EXERCISE GOAL: Word for word, transcribe the records that follow.

DATA SUPPLIED:
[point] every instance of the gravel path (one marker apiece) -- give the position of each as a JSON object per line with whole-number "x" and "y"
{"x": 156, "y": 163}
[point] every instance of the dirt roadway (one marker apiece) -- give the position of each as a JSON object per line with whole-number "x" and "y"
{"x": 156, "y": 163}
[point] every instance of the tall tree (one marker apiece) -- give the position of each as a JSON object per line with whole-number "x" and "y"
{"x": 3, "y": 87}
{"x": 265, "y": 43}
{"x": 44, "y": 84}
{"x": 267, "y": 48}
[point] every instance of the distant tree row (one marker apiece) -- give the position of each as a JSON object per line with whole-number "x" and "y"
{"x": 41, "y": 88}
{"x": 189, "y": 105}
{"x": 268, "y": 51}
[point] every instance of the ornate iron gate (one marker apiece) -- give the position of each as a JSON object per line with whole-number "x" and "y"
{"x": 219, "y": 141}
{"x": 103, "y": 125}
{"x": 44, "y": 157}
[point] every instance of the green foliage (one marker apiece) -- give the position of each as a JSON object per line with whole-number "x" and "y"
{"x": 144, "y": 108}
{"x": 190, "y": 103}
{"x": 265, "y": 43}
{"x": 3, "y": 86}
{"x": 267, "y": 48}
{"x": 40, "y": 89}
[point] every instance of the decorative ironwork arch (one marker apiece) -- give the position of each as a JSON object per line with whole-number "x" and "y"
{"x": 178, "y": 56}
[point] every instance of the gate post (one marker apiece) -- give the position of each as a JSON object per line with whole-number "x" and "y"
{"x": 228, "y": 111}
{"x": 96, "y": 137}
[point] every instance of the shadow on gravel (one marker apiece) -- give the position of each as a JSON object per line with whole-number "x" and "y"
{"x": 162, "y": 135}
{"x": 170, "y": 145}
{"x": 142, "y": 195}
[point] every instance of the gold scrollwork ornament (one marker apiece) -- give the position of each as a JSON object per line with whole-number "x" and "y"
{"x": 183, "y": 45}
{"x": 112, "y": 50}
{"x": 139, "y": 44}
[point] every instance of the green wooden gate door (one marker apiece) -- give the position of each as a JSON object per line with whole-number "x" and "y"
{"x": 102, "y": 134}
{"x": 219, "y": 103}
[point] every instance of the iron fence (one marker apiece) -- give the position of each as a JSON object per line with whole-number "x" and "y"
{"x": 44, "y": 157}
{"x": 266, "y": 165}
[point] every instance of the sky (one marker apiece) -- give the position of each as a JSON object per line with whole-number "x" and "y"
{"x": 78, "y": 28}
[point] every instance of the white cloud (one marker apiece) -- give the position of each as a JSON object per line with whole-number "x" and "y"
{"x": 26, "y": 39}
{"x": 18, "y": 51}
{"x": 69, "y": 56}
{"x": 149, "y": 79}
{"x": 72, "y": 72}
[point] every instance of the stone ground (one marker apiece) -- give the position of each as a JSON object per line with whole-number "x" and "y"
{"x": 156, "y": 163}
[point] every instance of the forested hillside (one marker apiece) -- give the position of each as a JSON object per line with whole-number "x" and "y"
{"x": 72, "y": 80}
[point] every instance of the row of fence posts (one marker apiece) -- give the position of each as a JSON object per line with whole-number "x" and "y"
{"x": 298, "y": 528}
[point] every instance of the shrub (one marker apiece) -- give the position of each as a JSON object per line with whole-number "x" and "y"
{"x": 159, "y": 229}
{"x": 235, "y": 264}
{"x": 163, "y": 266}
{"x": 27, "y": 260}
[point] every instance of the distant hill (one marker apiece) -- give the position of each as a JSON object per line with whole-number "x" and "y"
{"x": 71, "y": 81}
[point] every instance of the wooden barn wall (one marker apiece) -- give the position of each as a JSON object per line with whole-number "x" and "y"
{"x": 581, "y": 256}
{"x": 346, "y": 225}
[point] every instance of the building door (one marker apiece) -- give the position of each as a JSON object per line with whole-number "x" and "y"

SOLUTION TO THIS PROBLEM:
[point] every instance of the gravel path (one marker apiece) -- give the position of each as a JSON object per line with whole-number "x" and "y"
{"x": 156, "y": 163}
[point] every instance of the dirt roadway (one marker apiece) -- give the position of each as a JSON object per line with whole-number "x" and "y"
{"x": 156, "y": 163}
[point] every instance of the tall tree (one marker apiece) -- give the position of each as a JSON object per line with whole-number "x" and "y"
{"x": 3, "y": 87}
{"x": 265, "y": 43}
{"x": 44, "y": 84}
{"x": 267, "y": 48}
[point] every instance of the distant tree row (one marker apiece) -- give the position of each as a JSON object per line with whole-number "x" and "y"
{"x": 41, "y": 88}
{"x": 189, "y": 105}
{"x": 268, "y": 51}
[point] every instance of the ornate iron gate (one marker apiece) -- give the position of each as a JSON object per line with whole-number "x" and "y"
{"x": 219, "y": 141}
{"x": 103, "y": 125}
{"x": 44, "y": 157}
[point] every instance of the green foliage (one marker apiece) -- give the position of each as a JSON object per line with whole-number "x" and "y"
{"x": 144, "y": 108}
{"x": 190, "y": 103}
{"x": 265, "y": 43}
{"x": 3, "y": 86}
{"x": 267, "y": 48}
{"x": 40, "y": 89}
[point] every instance of the decorative ironwork arch (one marker apiece) -- give the position of each as a JSON object per line with whole-number "x" and "y"
{"x": 178, "y": 56}
[point] every instance of the gate post (one marker apiece) -- give the position of each as a JSON object per line with whole-number "x" and "y"
{"x": 228, "y": 111}
{"x": 96, "y": 137}
[point] every instance of the shadow on gravel (one marker apiece) -- give the position of each as a JSON object per line with whole-number "x" and "y"
{"x": 162, "y": 135}
{"x": 170, "y": 145}
{"x": 142, "y": 195}
[point] every instance of the gold scrollwork ornament (one marker apiece) -- give the position of each as a JSON object per line with whole-number "x" and "y"
{"x": 183, "y": 45}
{"x": 112, "y": 50}
{"x": 139, "y": 44}
[point] every instance of the green wooden gate door (one marker apiece) -- give the position of each as a JSON object per line with whole-number "x" and "y"
{"x": 102, "y": 134}
{"x": 219, "y": 103}
[point] every instance of the iron fence (one marker apiece) -- give the position of each as a JSON object per line with whole-number "x" and "y"
{"x": 44, "y": 157}
{"x": 266, "y": 165}
[point] every instance of the sky (one marker apiece) -- give the position of each as a JSON object per line with whole-number "x" and "y"
{"x": 78, "y": 28}
[point] every instance of the white cloud (one marker apiece) -- give the position of each as a JSON object per line with whole-number "x" and "y"
{"x": 26, "y": 39}
{"x": 18, "y": 51}
{"x": 69, "y": 56}
{"x": 149, "y": 79}
{"x": 72, "y": 72}
[point] every instance of the stone ground (one marker apiece) -- give the position of each as a JSON object per line with whole-number "x" and "y"
{"x": 156, "y": 163}
[point] every instance of the forested hillside (one marker apiece) -- give the position of each as a JSON object per line with whole-number "x" and "y"
{"x": 72, "y": 80}
[point] every instance of the row of fence posts (one marker apiece) -- give the position of each as a JSON object per line with whole-number "x" and "y"
{"x": 298, "y": 528}
[point] every instance of the shrub (one marker apiece) -- give the position of each as a JSON object per line with whole-number "x" and "y"
{"x": 159, "y": 229}
{"x": 235, "y": 264}
{"x": 163, "y": 266}
{"x": 27, "y": 260}
[point] every instance of the distant hill (one marker apiece) -- give the position of each as a JSON object per line with whole-number "x" and "y"
{"x": 71, "y": 81}
[point] every instance of the wooden barn wall (one marker apiece) -- give the position of each as a JSON object per line with whole-number "x" and "y"
{"x": 581, "y": 256}
{"x": 346, "y": 225}
[point] every instance of the building door (one marker apiece) -- give the position of each as a JSON object per line with whole-number "x" and "y"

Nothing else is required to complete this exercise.